— Begin Data for this exercise —

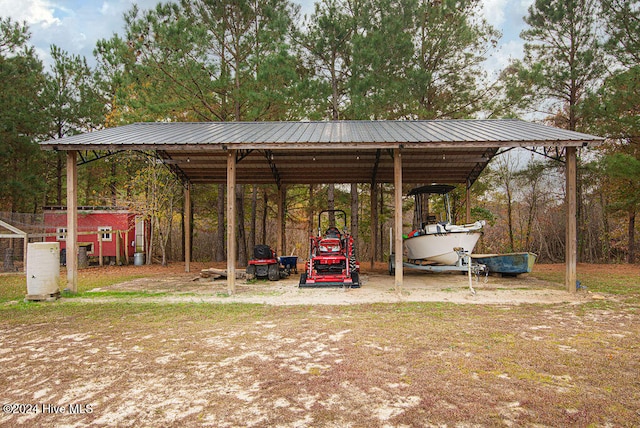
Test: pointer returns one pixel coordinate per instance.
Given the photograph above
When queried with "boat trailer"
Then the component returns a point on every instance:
(464, 264)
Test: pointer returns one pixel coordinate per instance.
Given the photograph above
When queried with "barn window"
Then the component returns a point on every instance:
(105, 236)
(61, 234)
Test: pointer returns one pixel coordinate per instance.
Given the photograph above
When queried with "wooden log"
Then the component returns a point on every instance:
(215, 273)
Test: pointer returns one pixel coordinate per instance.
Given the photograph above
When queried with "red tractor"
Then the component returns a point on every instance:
(332, 261)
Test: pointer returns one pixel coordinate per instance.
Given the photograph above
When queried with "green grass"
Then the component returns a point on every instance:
(14, 286)
(618, 284)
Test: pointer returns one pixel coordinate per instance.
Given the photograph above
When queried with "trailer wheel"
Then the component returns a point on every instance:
(356, 280)
(353, 264)
(274, 272)
(251, 271)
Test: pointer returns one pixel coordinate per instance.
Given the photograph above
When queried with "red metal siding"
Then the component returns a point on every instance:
(90, 222)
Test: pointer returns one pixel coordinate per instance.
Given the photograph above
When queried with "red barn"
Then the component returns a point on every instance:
(130, 226)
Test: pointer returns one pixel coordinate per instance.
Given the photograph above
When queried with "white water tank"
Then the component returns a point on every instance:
(43, 268)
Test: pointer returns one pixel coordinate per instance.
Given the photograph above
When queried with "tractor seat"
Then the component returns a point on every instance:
(332, 232)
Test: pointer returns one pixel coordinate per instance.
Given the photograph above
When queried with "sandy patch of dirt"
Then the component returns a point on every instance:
(377, 287)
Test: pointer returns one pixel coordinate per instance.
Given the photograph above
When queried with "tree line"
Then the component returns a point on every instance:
(251, 60)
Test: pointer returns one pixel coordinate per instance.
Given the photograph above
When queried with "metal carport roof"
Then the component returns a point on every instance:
(445, 151)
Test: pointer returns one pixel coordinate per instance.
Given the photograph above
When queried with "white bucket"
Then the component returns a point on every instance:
(43, 268)
(138, 259)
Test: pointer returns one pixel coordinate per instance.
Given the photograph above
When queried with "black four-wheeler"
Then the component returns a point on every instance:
(265, 263)
(332, 260)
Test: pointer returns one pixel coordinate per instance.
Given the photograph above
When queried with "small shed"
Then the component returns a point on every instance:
(103, 231)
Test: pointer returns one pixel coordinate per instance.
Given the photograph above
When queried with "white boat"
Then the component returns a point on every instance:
(436, 242)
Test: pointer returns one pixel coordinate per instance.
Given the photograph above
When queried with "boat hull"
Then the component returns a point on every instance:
(509, 264)
(440, 248)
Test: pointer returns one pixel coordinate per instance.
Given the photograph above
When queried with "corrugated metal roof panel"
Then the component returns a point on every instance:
(491, 132)
(322, 152)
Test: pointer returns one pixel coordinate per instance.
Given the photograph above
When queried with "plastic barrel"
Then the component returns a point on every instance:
(43, 268)
(138, 259)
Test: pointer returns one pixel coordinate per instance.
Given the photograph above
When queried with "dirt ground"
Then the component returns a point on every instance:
(377, 287)
(518, 352)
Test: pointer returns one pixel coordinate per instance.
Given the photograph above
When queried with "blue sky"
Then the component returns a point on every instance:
(76, 25)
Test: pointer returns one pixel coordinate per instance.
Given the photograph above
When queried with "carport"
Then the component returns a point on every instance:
(285, 153)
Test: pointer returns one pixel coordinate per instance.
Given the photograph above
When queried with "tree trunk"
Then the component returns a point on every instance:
(310, 219)
(354, 214)
(59, 170)
(221, 231)
(265, 205)
(254, 207)
(241, 238)
(510, 217)
(331, 203)
(381, 213)
(632, 236)
(374, 222)
(113, 183)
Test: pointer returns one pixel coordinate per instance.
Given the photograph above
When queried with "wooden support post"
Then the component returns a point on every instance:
(468, 202)
(397, 204)
(118, 245)
(187, 227)
(231, 221)
(374, 222)
(125, 248)
(282, 200)
(72, 221)
(24, 252)
(100, 249)
(571, 254)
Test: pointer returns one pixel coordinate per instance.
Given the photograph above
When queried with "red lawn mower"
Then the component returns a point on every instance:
(332, 261)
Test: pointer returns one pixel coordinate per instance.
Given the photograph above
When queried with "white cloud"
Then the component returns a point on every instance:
(39, 12)
(493, 11)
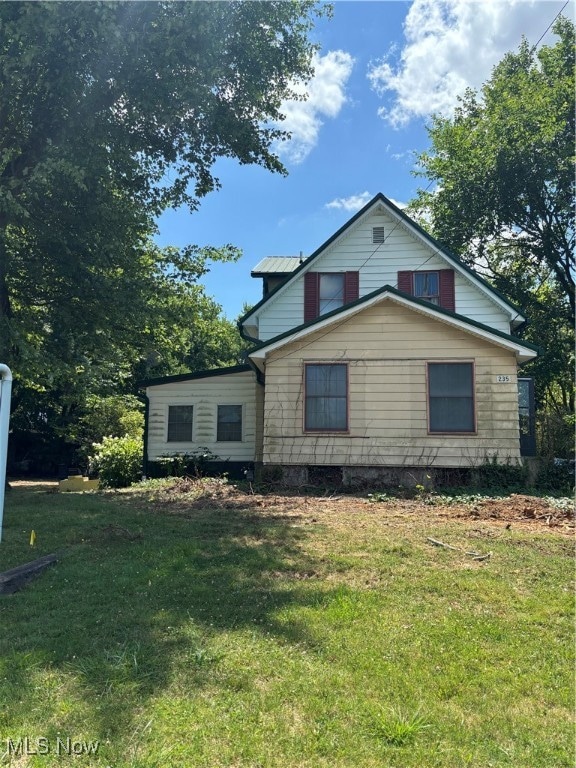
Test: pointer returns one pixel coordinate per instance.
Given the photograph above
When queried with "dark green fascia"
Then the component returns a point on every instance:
(198, 375)
(410, 299)
(383, 199)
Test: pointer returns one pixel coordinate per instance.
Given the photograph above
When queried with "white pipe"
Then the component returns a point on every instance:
(5, 397)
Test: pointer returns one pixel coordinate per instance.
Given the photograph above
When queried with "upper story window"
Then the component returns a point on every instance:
(180, 419)
(437, 286)
(330, 292)
(427, 286)
(327, 291)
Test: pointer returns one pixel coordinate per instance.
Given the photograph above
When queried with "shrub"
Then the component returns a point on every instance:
(117, 461)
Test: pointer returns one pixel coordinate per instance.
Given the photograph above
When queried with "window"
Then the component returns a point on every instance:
(427, 286)
(229, 427)
(326, 397)
(180, 423)
(451, 397)
(330, 292)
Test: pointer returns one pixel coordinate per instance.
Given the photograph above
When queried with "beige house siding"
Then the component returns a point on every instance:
(386, 348)
(378, 265)
(205, 395)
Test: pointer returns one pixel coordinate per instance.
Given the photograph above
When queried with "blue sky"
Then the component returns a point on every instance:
(382, 69)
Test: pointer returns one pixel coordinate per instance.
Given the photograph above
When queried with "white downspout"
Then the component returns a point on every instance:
(5, 396)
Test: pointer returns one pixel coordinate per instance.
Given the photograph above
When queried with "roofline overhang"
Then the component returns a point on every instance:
(524, 350)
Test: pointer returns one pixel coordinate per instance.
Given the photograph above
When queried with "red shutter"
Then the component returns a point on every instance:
(351, 286)
(447, 300)
(311, 298)
(405, 282)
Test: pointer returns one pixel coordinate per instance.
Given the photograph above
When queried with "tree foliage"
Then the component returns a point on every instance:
(504, 197)
(110, 112)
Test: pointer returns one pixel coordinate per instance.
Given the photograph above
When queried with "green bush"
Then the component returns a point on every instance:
(117, 461)
(194, 464)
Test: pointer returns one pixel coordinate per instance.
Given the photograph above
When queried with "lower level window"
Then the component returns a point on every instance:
(326, 395)
(180, 423)
(451, 397)
(229, 428)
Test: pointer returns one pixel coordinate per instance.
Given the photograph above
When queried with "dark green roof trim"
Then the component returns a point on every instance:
(407, 220)
(411, 300)
(198, 375)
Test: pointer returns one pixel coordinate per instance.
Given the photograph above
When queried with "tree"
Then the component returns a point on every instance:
(504, 198)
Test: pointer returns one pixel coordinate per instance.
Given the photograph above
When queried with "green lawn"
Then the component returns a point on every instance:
(222, 629)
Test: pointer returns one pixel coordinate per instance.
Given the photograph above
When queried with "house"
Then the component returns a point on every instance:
(381, 352)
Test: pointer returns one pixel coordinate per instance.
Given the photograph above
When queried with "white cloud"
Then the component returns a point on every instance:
(352, 203)
(326, 97)
(450, 45)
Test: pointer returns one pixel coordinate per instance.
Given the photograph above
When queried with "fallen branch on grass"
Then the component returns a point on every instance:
(473, 555)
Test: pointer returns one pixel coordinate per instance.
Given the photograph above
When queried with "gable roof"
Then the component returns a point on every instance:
(276, 265)
(525, 350)
(417, 230)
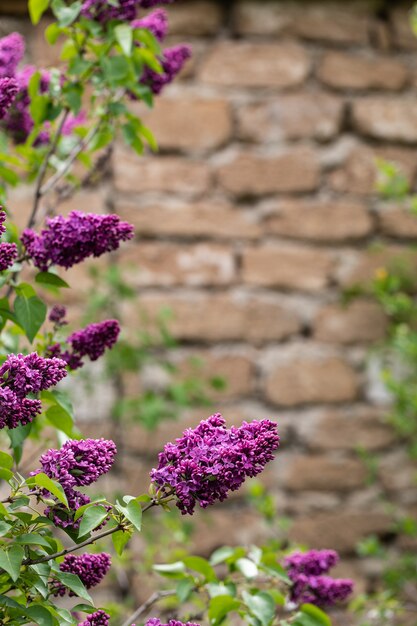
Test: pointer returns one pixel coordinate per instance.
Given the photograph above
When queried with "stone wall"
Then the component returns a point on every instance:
(259, 211)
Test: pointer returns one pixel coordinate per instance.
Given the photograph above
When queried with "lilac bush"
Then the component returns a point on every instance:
(211, 460)
(50, 124)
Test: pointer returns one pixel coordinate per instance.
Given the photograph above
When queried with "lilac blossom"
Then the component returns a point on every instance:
(172, 62)
(63, 517)
(22, 375)
(31, 373)
(90, 568)
(210, 460)
(149, 4)
(69, 240)
(8, 251)
(3, 217)
(72, 122)
(102, 11)
(12, 49)
(93, 340)
(99, 618)
(156, 22)
(57, 315)
(309, 585)
(8, 255)
(90, 342)
(8, 91)
(313, 562)
(15, 411)
(79, 463)
(75, 464)
(154, 621)
(18, 122)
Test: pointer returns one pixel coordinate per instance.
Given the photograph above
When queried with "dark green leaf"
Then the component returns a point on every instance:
(247, 567)
(221, 554)
(261, 605)
(220, 606)
(184, 589)
(124, 37)
(200, 565)
(91, 519)
(11, 561)
(120, 538)
(74, 583)
(316, 613)
(40, 615)
(36, 9)
(30, 314)
(42, 480)
(47, 278)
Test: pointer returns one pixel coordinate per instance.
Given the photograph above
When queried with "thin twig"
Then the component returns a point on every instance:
(75, 547)
(155, 597)
(82, 145)
(43, 169)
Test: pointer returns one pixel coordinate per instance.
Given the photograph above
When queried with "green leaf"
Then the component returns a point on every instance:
(116, 69)
(42, 480)
(221, 554)
(11, 561)
(60, 419)
(6, 460)
(36, 9)
(131, 137)
(171, 570)
(66, 15)
(30, 314)
(200, 565)
(52, 33)
(73, 582)
(40, 615)
(120, 538)
(184, 589)
(5, 474)
(220, 606)
(247, 567)
(261, 605)
(92, 518)
(221, 589)
(47, 278)
(83, 508)
(124, 37)
(132, 512)
(4, 528)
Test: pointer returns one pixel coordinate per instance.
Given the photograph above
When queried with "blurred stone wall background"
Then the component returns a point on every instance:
(258, 212)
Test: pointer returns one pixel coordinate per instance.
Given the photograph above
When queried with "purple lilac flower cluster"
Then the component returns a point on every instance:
(125, 10)
(14, 84)
(90, 341)
(22, 375)
(310, 585)
(156, 22)
(154, 621)
(8, 251)
(57, 315)
(76, 464)
(90, 568)
(172, 62)
(69, 240)
(8, 91)
(12, 49)
(210, 460)
(99, 618)
(18, 121)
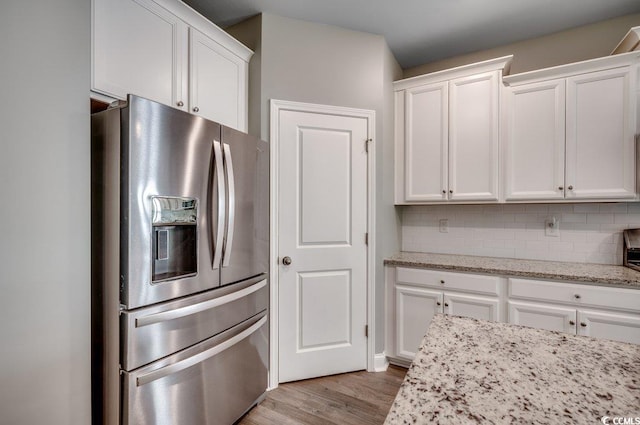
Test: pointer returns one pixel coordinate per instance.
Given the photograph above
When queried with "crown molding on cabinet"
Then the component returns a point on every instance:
(630, 42)
(502, 63)
(202, 24)
(562, 71)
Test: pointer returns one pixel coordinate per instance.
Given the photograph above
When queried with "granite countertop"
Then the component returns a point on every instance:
(575, 272)
(471, 371)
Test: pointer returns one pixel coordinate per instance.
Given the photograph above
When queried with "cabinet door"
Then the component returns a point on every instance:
(601, 124)
(614, 326)
(543, 316)
(473, 137)
(414, 310)
(534, 141)
(217, 82)
(481, 308)
(426, 142)
(140, 48)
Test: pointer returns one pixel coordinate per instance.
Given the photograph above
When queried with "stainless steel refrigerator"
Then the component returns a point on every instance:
(180, 248)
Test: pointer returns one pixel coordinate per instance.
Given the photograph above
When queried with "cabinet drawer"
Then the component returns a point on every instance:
(446, 280)
(575, 294)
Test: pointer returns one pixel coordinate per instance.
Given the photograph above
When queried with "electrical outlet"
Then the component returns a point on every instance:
(552, 227)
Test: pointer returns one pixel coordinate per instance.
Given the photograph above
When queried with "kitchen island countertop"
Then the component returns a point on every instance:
(598, 274)
(471, 371)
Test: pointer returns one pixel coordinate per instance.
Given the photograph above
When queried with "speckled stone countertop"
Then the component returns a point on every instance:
(471, 371)
(575, 272)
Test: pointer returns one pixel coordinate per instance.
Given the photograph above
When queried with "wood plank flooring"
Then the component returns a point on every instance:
(356, 398)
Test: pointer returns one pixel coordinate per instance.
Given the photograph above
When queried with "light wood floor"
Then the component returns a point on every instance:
(357, 398)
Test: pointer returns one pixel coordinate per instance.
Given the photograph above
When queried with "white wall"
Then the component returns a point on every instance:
(590, 233)
(45, 212)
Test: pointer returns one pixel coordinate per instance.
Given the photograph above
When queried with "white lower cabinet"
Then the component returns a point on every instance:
(543, 316)
(615, 326)
(414, 295)
(595, 311)
(419, 294)
(415, 308)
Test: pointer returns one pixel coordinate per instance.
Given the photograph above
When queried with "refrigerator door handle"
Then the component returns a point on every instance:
(218, 164)
(228, 166)
(198, 358)
(197, 308)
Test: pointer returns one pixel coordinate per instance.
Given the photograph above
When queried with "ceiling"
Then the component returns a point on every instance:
(424, 31)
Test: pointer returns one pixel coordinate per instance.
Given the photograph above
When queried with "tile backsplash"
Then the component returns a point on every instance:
(588, 233)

— End Data for this exercise —

→ Problem details:
Gather every line of the entries above that contains the word "lawn".

→ Solution for this problem:
When queried with "red lawn mower"
When queried with "green lawn"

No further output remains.